#### [Stated task]
Copy the stretch from the line containing "Wildlife-tally request: put a marker on the bay" through the last line, substituting "inlet" for "bay of water" and keeping everything else the same.

#### [Data provided]
+++

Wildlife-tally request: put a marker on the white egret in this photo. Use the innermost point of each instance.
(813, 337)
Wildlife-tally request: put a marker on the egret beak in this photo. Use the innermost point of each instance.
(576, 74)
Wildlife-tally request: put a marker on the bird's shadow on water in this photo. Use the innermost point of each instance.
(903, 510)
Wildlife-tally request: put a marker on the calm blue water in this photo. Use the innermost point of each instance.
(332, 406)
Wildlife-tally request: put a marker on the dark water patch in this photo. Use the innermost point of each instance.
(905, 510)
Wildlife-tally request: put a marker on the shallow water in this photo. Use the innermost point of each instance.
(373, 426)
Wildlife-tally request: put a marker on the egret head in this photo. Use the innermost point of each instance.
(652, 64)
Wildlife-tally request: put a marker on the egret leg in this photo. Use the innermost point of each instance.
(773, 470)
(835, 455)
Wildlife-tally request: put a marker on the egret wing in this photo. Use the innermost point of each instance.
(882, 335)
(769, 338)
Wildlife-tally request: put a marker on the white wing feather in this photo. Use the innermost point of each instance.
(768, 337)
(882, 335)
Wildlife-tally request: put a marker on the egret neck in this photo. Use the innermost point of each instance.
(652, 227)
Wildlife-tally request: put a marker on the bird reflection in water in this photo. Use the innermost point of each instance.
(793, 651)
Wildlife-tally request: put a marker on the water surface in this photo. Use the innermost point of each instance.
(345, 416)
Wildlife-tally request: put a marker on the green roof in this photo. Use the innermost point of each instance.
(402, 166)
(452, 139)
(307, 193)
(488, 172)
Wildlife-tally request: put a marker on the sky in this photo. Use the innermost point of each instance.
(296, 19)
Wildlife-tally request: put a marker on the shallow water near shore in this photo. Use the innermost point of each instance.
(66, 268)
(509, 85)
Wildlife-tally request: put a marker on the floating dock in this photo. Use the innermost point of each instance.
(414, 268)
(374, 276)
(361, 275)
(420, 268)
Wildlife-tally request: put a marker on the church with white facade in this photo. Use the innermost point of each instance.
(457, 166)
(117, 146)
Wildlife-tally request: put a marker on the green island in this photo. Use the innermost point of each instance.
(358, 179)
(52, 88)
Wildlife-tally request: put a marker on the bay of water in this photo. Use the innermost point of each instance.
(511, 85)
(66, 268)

+++

#### [Complete answer]
Wildlife-tally request: put a marker on the inlet in this photo. Use the innermost point of each instance.
(511, 85)
(66, 268)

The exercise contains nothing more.